• Brief
Reproduce the rows starting at the line that contains "Quick check: Given the image above, locate every woven bamboo" and ending after the line that contains "(15, 133), (270, 159)", substituting "pavement" for "sidewalk" and leaving everything else unchanged.

• Excerpted data
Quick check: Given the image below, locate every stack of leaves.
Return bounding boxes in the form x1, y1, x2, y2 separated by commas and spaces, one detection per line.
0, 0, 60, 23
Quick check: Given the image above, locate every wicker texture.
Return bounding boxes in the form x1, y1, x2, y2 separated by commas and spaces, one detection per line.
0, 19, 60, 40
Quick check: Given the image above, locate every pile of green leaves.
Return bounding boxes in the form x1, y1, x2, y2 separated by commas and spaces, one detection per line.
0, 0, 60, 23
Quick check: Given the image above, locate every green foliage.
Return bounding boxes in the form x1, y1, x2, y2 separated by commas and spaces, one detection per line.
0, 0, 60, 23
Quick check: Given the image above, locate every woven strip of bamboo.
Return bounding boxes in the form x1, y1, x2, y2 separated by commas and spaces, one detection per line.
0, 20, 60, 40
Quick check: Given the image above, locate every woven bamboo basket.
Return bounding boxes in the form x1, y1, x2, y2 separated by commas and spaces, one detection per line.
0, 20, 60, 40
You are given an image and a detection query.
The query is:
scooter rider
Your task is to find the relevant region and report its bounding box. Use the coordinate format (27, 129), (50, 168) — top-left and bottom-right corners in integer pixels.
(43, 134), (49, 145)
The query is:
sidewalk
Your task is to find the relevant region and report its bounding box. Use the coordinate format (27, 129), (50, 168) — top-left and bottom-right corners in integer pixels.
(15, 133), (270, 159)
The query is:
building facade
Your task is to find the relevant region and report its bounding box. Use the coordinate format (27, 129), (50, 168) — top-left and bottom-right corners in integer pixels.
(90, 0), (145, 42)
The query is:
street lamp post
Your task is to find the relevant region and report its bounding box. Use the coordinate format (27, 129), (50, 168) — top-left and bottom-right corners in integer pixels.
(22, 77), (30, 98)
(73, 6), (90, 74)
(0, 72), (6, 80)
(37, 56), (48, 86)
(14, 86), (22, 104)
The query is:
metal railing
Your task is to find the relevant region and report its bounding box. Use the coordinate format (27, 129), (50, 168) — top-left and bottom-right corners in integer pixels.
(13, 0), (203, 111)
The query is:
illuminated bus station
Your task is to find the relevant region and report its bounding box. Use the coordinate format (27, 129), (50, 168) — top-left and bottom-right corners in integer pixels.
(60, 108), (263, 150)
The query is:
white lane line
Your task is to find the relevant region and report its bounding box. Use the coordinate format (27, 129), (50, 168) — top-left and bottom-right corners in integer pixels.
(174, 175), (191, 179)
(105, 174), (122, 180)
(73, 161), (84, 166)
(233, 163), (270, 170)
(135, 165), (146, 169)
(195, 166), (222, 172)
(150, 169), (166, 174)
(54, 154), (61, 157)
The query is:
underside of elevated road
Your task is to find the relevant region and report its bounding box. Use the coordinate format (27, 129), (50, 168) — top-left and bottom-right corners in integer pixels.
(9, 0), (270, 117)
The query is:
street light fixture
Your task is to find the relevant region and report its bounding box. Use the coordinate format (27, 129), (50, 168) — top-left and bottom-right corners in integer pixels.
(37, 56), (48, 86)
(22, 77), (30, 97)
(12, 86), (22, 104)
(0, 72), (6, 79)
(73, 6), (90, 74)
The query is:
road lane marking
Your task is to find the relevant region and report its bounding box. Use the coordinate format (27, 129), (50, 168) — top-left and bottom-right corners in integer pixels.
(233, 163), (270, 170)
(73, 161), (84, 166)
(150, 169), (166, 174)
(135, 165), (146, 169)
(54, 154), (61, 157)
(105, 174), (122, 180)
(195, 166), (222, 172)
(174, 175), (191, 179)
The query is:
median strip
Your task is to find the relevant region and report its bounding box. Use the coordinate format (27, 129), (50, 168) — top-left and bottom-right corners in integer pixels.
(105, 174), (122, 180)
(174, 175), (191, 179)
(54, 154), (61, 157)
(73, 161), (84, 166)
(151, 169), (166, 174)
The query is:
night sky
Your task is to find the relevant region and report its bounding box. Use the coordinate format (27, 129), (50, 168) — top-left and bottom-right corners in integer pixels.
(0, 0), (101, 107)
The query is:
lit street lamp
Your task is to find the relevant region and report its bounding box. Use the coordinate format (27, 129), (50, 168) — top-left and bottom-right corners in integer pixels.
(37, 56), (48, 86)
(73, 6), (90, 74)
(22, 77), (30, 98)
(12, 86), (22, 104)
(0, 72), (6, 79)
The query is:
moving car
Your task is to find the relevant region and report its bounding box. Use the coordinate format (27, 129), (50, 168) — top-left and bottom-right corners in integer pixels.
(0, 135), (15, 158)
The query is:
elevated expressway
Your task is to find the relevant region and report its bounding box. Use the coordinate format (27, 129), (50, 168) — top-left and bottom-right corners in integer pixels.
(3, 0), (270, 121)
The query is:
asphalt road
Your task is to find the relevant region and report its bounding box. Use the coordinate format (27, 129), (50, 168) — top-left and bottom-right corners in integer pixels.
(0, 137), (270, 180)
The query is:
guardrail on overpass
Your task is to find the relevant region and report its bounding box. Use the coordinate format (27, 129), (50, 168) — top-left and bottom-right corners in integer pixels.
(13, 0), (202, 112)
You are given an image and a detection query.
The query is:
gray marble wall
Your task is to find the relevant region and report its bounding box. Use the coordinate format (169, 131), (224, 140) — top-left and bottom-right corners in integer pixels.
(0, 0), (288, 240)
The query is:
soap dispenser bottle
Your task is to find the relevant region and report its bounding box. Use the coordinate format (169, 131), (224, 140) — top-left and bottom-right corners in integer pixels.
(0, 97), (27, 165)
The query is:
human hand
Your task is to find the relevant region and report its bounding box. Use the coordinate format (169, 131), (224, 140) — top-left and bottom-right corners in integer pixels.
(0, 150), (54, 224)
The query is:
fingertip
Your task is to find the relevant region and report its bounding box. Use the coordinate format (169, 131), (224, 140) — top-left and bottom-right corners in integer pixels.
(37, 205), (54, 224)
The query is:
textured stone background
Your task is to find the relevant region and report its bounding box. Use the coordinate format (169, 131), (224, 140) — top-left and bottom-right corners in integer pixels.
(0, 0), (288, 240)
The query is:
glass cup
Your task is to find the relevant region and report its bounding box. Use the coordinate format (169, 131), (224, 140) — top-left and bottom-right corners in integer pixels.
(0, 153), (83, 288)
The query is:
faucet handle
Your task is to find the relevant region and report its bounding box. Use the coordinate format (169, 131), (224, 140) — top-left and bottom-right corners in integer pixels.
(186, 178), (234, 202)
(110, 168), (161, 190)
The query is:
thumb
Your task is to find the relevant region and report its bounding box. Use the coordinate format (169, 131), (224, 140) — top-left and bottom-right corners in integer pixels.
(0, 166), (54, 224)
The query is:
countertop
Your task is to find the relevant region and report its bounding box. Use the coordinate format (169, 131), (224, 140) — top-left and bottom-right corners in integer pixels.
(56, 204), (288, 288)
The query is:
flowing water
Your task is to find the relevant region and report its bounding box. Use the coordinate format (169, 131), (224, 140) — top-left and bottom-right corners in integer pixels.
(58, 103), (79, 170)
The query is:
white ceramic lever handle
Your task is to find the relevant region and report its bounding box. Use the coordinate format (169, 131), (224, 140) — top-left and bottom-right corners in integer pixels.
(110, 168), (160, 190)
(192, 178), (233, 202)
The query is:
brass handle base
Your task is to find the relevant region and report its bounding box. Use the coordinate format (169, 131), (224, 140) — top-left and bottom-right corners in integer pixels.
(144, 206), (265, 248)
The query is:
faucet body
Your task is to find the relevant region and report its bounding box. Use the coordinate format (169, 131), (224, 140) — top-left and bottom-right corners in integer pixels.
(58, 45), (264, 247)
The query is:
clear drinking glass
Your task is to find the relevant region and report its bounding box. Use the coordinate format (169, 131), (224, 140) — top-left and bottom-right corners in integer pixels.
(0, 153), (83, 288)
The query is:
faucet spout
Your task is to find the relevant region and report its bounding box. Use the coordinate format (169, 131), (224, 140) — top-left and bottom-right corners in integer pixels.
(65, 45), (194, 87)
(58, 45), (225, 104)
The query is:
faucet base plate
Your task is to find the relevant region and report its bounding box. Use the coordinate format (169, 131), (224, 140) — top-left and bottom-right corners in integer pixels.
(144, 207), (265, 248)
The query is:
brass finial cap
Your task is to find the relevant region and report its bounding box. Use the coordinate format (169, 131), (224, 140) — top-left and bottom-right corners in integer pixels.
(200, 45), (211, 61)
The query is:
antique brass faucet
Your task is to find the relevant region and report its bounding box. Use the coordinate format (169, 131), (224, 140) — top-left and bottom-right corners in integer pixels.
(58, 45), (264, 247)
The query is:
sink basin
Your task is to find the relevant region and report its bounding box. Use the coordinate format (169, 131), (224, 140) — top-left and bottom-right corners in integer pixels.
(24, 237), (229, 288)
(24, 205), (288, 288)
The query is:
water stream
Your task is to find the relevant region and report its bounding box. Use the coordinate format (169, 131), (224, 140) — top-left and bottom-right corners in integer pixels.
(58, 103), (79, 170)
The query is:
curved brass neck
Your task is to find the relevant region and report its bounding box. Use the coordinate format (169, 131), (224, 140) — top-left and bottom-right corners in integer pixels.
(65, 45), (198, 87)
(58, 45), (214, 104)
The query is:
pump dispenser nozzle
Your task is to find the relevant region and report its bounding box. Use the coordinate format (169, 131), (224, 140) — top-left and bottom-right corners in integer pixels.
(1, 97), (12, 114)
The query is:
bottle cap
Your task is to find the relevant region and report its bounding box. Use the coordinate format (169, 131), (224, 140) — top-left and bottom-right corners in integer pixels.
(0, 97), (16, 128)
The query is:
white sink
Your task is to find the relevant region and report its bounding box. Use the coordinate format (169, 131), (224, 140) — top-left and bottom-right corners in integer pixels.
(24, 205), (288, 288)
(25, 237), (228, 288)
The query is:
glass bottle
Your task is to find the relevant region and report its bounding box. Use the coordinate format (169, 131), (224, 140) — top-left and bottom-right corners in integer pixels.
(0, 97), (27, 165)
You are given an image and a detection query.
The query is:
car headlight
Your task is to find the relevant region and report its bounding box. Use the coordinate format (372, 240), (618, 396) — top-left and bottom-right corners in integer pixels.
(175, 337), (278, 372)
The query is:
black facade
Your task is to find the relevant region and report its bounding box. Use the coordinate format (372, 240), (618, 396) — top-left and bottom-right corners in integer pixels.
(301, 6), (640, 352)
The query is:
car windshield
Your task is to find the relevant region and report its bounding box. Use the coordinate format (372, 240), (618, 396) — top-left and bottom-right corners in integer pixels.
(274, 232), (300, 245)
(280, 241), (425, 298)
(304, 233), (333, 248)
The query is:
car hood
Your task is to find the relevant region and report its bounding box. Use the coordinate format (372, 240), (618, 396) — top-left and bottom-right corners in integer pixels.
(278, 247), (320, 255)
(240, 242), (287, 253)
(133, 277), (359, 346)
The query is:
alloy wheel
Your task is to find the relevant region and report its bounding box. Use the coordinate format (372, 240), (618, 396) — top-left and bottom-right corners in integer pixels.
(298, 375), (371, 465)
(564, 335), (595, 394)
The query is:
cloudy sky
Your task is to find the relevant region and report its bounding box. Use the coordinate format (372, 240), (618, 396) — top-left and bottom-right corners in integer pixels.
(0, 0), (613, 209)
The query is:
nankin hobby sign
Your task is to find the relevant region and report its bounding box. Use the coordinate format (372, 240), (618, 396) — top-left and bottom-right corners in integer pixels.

• Full output
Quick check: Given the image above, locate every woven bamboo basket.
Return bounding boxes in the form x1, y1, x2, y2 separated by commas and spaces, one detection per line.
0, 20, 60, 40
You are given an image and a detection query.
The query is:
scooter rider
Your task is to find the relevant region and report its bounding box. Use the coordinate format (27, 129), (50, 168) — top-left and bottom-right corners in integer pixels.
(43, 134), (49, 145)
The query is:
pavement
Your task is to find the relevant region and report its bounding box. Use the coordinate format (27, 129), (50, 168) — top-left and bottom-right corners in integer pixels.
(15, 133), (270, 159)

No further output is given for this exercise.